Sure, I’m going to have to learn a lot of skills, or I’m going to have to network. I’m going to have to grow myself to be able to accomplish it, it’s probably not easy. When I’m eight years old, 10 years old thinking this. But I just had this inherent belief that if I really wanted to try and pursue something I wouldn’t be able to. And I, of course, had to build on that belief as well.

But that’s really where it came from looking at other people and thinking, Man, if I could choose to have a life with financial independence. Where money was not a problem versus having money is a problem, of course, I’m going to choose where it’s not a problem. So I looked at that. And I said, this is something that I want to solve in my life, and for my family, and for my friends as well.

Pamela Bardhi
That’s amazing. That’s a lot of wisdom, my friend. What did you want to be when you grew up as a kid?

Tom Maze
That’s so funny because I was just talking to a friend two nights ago about this. And it started out with, I wanted to be a firefighter and a professional motocross rider. I volunteer in firefighting in high school in grade 11. And then I also have been dirt biking since I was like 11 years old. So I kind of did both of those. Then once I learned a little bit more about the world and started thinking more about money than I realized I wanted to be a business person. But that was once I actually learned a little bit about it.

Tom’s Biggest Inspiration Growing Up

Pamela Bardhi
I love that, oh, who was your biggest who? Or what was your biggest inspiration? Growing up?

Tom Maze
I would say that was my biggest inspiration would have been the money problem. And then who, you know, I think one thing I’ve always done exceptionally is realize that, hey, I’m not the number one guy. I’m never going to be the number one guy. Need to find people that have accomplished more than I have, or have a mindset that I don’t have. And whether that was a family member or an uncle. My dad helped me with any best interface, in the beginning, you know, learning that, and then it was really like audio books. As soon as I read probably two books, and realized how much two books could change my mindset. I was absolutely addicted to personal development.

So I read like 300 books within like two and a half, three years. I just started to crush them. And I found Tony Robbins, I found all of these amazing speakers and I started to watch YouTube videos, hours and hours on end, podcast hours on anything. I could get my hands on going to leadership seminars, etc, etc. And I was just like, man, like, it was kind of weird because I’m not sure if you I’m sure you’ve probably read a book or listened to a podcast, especially Tony Robbins. He would highlight these, like deficiencies in my own mindset. He would like say something. I’m like, oh my god, I do that. I’m like, I don’t want to do that anymore.

I want to work on that. I want to improve that whether it’s self-sabotage or lack of self-confidence. So I’d listen to two or three hours of his materials, read his book, and that’d be like, Wow, I actually improved my coffee. And then that was so addictive because I could then identify in my life or my mindset. I wanted to improve on and realized I could improve upon it. And then I was like, I can be Wolverine, I can make myself indestructible. Like, you know, I just wanted to be best I could be right? So yeah,

Pamela Bardhi
That’s amazing. Oh my goodness, 300 books, and two and a half. Oh my god, you gotta get so what were the top three?

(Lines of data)
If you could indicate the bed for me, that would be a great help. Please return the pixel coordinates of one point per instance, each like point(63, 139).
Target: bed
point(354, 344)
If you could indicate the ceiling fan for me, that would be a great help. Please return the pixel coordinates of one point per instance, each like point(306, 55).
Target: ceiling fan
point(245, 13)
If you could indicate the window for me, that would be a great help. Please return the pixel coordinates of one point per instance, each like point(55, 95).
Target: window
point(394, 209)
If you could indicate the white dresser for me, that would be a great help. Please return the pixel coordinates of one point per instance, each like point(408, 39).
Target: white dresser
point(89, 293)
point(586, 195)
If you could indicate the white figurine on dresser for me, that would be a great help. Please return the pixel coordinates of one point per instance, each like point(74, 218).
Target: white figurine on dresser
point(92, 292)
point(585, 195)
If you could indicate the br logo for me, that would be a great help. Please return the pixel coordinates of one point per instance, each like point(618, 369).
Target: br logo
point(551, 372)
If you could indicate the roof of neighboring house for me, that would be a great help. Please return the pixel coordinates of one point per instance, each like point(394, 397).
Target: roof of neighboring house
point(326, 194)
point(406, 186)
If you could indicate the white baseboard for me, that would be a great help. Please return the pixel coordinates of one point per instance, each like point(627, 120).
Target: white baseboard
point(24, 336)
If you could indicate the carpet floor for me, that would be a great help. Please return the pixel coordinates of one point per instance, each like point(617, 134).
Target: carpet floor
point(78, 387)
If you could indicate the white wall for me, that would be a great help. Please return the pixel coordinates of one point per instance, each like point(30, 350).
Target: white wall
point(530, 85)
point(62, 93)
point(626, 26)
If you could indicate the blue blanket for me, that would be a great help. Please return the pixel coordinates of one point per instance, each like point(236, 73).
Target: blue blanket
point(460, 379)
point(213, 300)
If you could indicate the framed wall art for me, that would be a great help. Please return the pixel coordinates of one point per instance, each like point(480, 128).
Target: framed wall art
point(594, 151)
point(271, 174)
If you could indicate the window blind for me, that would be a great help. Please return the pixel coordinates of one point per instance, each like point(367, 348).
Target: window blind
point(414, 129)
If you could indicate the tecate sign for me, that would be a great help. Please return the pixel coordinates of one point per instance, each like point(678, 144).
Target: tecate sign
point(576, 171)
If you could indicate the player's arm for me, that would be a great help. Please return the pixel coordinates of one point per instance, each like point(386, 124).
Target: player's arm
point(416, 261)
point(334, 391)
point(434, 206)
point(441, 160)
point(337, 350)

● **TASKS TO PERFORM**:
A: Decide whether each statement agrees with the interview, answering yes or no and quoting the words of the interview that settle it: (i) As a child, Tom Maze wanted to be a firefighter and a professional motocross rider. (ii) Tom Maze read 300 books in a single year. (iii) Tom Maze started dirt biking at 16.
B: Rewrite part of the records as a JSON list of strings, one string per line, with blank lines omitted. Begin at the line that has "If you could indicate the blue" and stop after the last line of the records.
The interview and the records have no connection to each other.

● **ANSWERS**:
A:
(i) Yes: "I wanted to be a firefighter and a professional motocross rider."
(ii) No: "So I read like 300 books within like two and a half, three years."
(iii) No: "And then I also have been dirt biking since I was like 11 years old."

B:
[
  "If you could indicate the blue blanket for me, that would be a great help. Please return the pixel coordinates of one point per instance, each like point(236, 73).",
  "Target: blue blanket",
  "point(460, 379)",
  "point(213, 300)",
  "If you could indicate the framed wall art for me, that would be a great help. Please return the pixel coordinates of one point per instance, each like point(480, 128).",
  "Target: framed wall art",
  "point(594, 151)",
  "point(271, 174)",
  "If you could indicate the window blind for me, that would be a great help. Please return the pixel coordinates of one point per instance, each like point(367, 348).",
  "Target: window blind",
  "point(414, 129)",
  "If you could indicate the tecate sign for me, that would be a great help. Please return the pixel coordinates of one point per instance, each like point(678, 144).",
  "Target: tecate sign",
  "point(576, 171)",
  "If you could indicate the player's arm for me, that would be a great help. Please return the pixel coordinates of one point per instance, each like point(386, 124).",
  "Target: player's arm",
  "point(416, 261)",
  "point(334, 391)",
  "point(434, 206)",
  "point(441, 160)",
  "point(337, 350)"
]